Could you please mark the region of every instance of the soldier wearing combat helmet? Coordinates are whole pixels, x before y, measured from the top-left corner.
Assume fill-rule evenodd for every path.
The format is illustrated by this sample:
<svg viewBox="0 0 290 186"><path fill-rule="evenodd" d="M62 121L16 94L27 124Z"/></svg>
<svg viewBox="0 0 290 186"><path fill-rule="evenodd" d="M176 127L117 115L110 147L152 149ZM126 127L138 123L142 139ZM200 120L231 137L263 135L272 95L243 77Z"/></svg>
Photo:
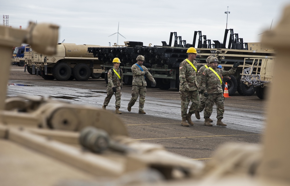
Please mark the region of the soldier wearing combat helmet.
<svg viewBox="0 0 290 186"><path fill-rule="evenodd" d="M132 97L128 103L127 110L131 111L131 107L135 104L137 101L138 96L140 95L139 99L139 114L145 114L143 108L145 103L145 97L146 96L146 86L147 85L145 77L147 77L153 83L153 86L156 85L156 82L154 80L152 75L148 69L142 65L145 60L145 58L142 55L139 55L136 59L137 63L132 65L131 69L133 74L133 81L132 82Z"/></svg>
<svg viewBox="0 0 290 186"><path fill-rule="evenodd" d="M236 68L240 65L240 63L235 63L233 67L228 71L218 69L218 59L214 57L209 60L211 67L204 70L201 78L200 93L206 97L205 107L204 113L204 125L212 126L209 121L209 118L213 112L213 107L215 103L217 105L217 125L225 126L226 125L222 121L223 118L224 107L224 98L222 88L223 76L229 76L235 72Z"/></svg>
<svg viewBox="0 0 290 186"><path fill-rule="evenodd" d="M194 60L196 58L197 52L195 48L190 47L187 49L186 53L187 58L180 63L179 66L179 94L181 100L182 119L181 124L183 126L188 126L189 125L194 125L191 121L191 115L195 112L198 106L200 96L196 77L197 63ZM191 105L187 113L190 101Z"/></svg>
<svg viewBox="0 0 290 186"><path fill-rule="evenodd" d="M202 72L203 72L204 70L208 68L210 66L209 64L209 60L211 59L213 57L213 56L210 56L208 57L207 58L206 58L206 59L205 60L205 61L206 62L206 64L200 67L199 70L198 70L198 72L197 72L197 82L198 82L198 84L200 85L200 78L201 77ZM205 97L204 96L203 94L200 94L200 101L199 105L198 105L198 107L196 110L196 111L195 111L195 117L198 119L200 119L200 116L199 114L200 112L201 112L204 109L204 107L205 107ZM212 122L213 120L210 118L209 118L209 122Z"/></svg>

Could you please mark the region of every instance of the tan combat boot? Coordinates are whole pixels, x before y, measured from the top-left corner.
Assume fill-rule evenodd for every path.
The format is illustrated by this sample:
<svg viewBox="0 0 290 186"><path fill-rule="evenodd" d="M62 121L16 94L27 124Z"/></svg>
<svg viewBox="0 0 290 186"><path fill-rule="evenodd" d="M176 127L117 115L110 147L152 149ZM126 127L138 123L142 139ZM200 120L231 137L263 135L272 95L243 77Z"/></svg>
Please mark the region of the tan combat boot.
<svg viewBox="0 0 290 186"><path fill-rule="evenodd" d="M146 112L144 112L144 110L140 110L140 111L139 111L139 112L138 112L138 113L139 113L139 114L146 114Z"/></svg>
<svg viewBox="0 0 290 186"><path fill-rule="evenodd" d="M127 107L127 110L129 112L131 112L131 107L129 105L129 103L128 104L128 107Z"/></svg>
<svg viewBox="0 0 290 186"><path fill-rule="evenodd" d="M193 125L194 124L193 122L191 121L191 115L192 114L190 114L189 112L187 114L187 116L185 118L185 119L187 121L188 124L190 125Z"/></svg>
<svg viewBox="0 0 290 186"><path fill-rule="evenodd" d="M213 124L209 122L208 118L204 118L204 125L206 125L207 126L212 126Z"/></svg>
<svg viewBox="0 0 290 186"><path fill-rule="evenodd" d="M119 111L119 107L116 107L116 110L115 111L115 114L122 114L122 112Z"/></svg>
<svg viewBox="0 0 290 186"><path fill-rule="evenodd" d="M222 121L222 118L219 118L217 119L217 125L222 127L225 127L226 126L226 124L224 123Z"/></svg>
<svg viewBox="0 0 290 186"><path fill-rule="evenodd" d="M186 122L186 118L185 117L182 118L182 120L181 120L181 123L180 123L180 125L185 127L188 127L189 126L189 125L188 124L187 122Z"/></svg>
<svg viewBox="0 0 290 186"><path fill-rule="evenodd" d="M195 113L194 113L195 115L195 117L197 119L200 119L200 116L199 115L199 112L197 110L195 111Z"/></svg>

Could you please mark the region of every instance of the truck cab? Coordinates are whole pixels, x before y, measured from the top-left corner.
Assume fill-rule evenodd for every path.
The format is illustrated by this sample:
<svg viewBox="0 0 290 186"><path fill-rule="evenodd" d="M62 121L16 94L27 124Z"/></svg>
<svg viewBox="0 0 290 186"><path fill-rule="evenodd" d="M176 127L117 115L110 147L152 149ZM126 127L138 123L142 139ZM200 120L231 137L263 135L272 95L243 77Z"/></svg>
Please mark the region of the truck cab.
<svg viewBox="0 0 290 186"><path fill-rule="evenodd" d="M11 62L12 65L17 65L20 67L23 67L25 64L24 58L24 52L31 51L29 45L21 46L15 47L13 52L12 58Z"/></svg>

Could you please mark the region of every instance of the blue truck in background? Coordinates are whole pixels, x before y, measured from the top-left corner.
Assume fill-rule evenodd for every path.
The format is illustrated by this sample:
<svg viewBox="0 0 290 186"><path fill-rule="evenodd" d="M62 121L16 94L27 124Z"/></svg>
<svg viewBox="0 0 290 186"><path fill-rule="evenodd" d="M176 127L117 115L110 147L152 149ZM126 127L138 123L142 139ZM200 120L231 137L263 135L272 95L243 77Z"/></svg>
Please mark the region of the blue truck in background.
<svg viewBox="0 0 290 186"><path fill-rule="evenodd" d="M11 64L17 65L20 67L23 66L25 64L24 52L30 51L31 51L31 49L29 45L15 47L11 59Z"/></svg>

■ ■ ■ ■ ■

DO THIS:
Please rewrite the stretch of the listing above, from its start through the line containing "68L240 65L240 63L235", as a JSON list of strings with one string per line. Skip blank lines and leave the pictures out.

SOLUTION TO THIS TASK:
[
  "Could you please mark the region of every instance of the soldier wearing combat helmet? Coordinates are whole pixels, x before y, measured from the top-left corner.",
  "Assume fill-rule evenodd for every path.",
  "The format is illustrated by this sample:",
  "<svg viewBox=\"0 0 290 186\"><path fill-rule=\"evenodd\" d=\"M62 121L16 94L27 124Z\"/></svg>",
  "<svg viewBox=\"0 0 290 186\"><path fill-rule=\"evenodd\" d=\"M176 127L117 115L110 147L152 149ZM126 127L138 123L142 139ZM200 120L231 137L263 135L272 95L243 77Z\"/></svg>",
  "Photo:",
  "Please mark the region of the soldier wearing combat helmet.",
  "<svg viewBox=\"0 0 290 186\"><path fill-rule=\"evenodd\" d=\"M132 97L128 103L127 110L131 111L131 107L135 104L137 101L138 96L140 95L139 99L139 114L145 114L143 108L145 103L145 97L146 96L146 86L147 85L145 77L147 77L153 83L153 86L156 85L156 82L154 80L152 75L148 69L142 65L145 60L145 58L142 55L139 55L136 59L137 63L132 65L131 69L133 74L133 81L132 82Z\"/></svg>",
  "<svg viewBox=\"0 0 290 186\"><path fill-rule=\"evenodd\" d=\"M236 68L240 65L240 63L235 63L233 67L228 71L218 69L218 59L214 57L209 60L211 67L204 70L201 78L200 93L206 97L205 107L204 113L204 125L212 126L209 121L209 118L213 112L213 107L215 103L217 105L217 125L225 126L226 125L222 121L223 118L224 107L224 98L222 88L223 76L229 76L235 72Z\"/></svg>"
]